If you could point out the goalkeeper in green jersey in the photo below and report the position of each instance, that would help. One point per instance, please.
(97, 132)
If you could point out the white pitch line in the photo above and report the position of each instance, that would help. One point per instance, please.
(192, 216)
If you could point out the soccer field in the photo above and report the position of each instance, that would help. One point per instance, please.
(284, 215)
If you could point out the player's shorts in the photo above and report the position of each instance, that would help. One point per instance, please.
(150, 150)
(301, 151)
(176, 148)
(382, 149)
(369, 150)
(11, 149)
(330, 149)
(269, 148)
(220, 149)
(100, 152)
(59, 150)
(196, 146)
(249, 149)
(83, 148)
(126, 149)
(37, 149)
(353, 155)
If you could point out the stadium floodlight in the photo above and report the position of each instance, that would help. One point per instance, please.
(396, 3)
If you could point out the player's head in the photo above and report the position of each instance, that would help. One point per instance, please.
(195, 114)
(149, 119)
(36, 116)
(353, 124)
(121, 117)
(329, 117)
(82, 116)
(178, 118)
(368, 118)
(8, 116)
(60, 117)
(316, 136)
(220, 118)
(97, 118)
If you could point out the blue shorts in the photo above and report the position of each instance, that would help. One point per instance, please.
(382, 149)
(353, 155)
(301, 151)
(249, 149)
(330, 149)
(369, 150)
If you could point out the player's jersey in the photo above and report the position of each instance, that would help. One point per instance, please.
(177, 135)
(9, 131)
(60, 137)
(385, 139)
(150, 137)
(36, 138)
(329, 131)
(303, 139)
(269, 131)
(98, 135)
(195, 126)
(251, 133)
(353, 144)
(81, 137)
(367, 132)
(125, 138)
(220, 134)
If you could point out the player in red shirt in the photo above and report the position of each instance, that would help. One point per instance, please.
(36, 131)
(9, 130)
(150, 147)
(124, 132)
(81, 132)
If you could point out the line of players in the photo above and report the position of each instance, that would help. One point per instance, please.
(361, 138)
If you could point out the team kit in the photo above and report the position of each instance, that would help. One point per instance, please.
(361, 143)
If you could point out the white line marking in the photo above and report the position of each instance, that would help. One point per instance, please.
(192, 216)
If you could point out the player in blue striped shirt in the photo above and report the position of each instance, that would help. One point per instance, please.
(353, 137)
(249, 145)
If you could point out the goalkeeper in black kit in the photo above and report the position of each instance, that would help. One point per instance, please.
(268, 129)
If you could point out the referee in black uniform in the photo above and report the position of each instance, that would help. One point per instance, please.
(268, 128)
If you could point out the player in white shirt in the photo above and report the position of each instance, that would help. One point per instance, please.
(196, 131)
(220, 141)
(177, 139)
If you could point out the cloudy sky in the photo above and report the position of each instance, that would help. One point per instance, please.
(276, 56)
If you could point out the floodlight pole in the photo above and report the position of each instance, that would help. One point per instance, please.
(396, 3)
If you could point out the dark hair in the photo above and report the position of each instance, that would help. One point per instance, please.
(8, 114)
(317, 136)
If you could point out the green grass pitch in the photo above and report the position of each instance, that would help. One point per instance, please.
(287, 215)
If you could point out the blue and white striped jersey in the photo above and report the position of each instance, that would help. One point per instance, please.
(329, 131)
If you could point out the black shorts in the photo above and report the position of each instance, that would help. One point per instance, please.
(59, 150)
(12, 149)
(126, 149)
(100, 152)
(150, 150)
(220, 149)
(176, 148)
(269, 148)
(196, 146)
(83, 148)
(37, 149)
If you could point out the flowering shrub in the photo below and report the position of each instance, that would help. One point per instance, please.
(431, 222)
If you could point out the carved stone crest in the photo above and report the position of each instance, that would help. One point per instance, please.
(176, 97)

Problem to solve.
Repeat each record word for word.

Task response.
If you could point out the goalkeeper in green jersey in the photo below and report the position of each instance, that would help. One point per instance, please.
(97, 132)
If you could point out the white pitch line in the photo above and report the position of each instance, that would help. One point per instance, please.
(192, 216)
If you could point out the soccer field in the photo above and report the position of each instance, that would help. One point per instance, please.
(284, 215)
If you could point out the player's shorts in the photo above and report the position of each instance, that would help. One point per instance, please.
(150, 150)
(301, 151)
(176, 148)
(382, 149)
(369, 150)
(11, 149)
(330, 149)
(269, 148)
(220, 149)
(100, 152)
(59, 150)
(196, 146)
(249, 149)
(83, 148)
(126, 149)
(37, 149)
(353, 155)
If you could point out the stadium floodlight in the photo above and report the position of each instance, that would help. One point per instance, please.
(396, 3)
If you could point out the player's head in the photo above and report the position of each instance, that would help. One point per instance, please.
(195, 114)
(149, 119)
(36, 116)
(353, 124)
(121, 117)
(329, 117)
(82, 116)
(178, 118)
(368, 118)
(8, 116)
(60, 117)
(316, 136)
(220, 118)
(97, 118)
If you could point out the blue shorts in the photo above and report the position of each instance, that would help. One point per instance, please.
(382, 149)
(353, 155)
(301, 151)
(249, 149)
(330, 149)
(369, 150)
If you could point out the player's jersey in the photo above and report the position of each instance, that would help. One point per instance, please.
(177, 135)
(9, 131)
(60, 137)
(385, 139)
(150, 137)
(36, 138)
(329, 131)
(303, 139)
(269, 131)
(98, 135)
(195, 126)
(251, 133)
(353, 144)
(81, 137)
(367, 132)
(125, 138)
(220, 134)
If you could point out the player in red shirt in the photo above and report the position of each instance, that would help. One point per instance, please.
(36, 131)
(9, 130)
(150, 147)
(124, 132)
(81, 132)
If you could point out the line of players in the photo above and report the position of each instance, that would help. One point per instance, please.
(361, 138)
If you could point out the team kit in the photo above and report the position of each instance, that would help. One point per instance, please.
(361, 143)
If you could point out the white line marking in the photo above and report the position of each instance, that would help. One point per instance, please.
(192, 216)
If you could point out the player in blue striped shirt in the photo above and report the position of each instance, that would help. One point per instance, please.
(353, 137)
(249, 145)
If you could point out the goalkeeper in black kit in the photo above and report the position of each instance, that would help. One point per instance, please.
(268, 129)
If you could point out the referee in black uniform in the photo above and report the position of each instance, that would help. One point per instance, please.
(268, 128)
If you could point out the player in white shirt in the photo above and report the position of each instance, that would help. One point per instance, please.
(196, 131)
(220, 141)
(177, 139)
If you could point out the cloudy sky in the photo above and report the position of each instance, that would help. One point per instance, please.
(276, 56)
If you could point out the floodlight pole in the photo above and report the position of each instance, that would help. One point per instance, please.
(396, 3)
If you could point out the dark hair in the photo above and report the position of each instance, that would help. One point per instance, please.
(8, 114)
(317, 136)
If you could point out the green grass pitch in the photo above and report the position of each instance, that would help. One point per instance, please.
(287, 215)
If you could point out the blue and white striped jersey in the photo above and report the position of each instance, that would help. One point per instance, please.
(329, 131)
If you could point out the black shorts in the photo above and report the position of each instance, that would help. One point per instance, please.
(59, 150)
(12, 149)
(126, 149)
(100, 152)
(150, 150)
(220, 149)
(176, 148)
(269, 148)
(196, 146)
(83, 148)
(37, 149)
If you could point out the flowering shrub in the photo below and report the position of each instance, that would help. One point per instance, please.
(431, 222)
If you could point out the carved stone crest in the photo above and report the position of each instance, that would help. One point per instance, please.
(176, 97)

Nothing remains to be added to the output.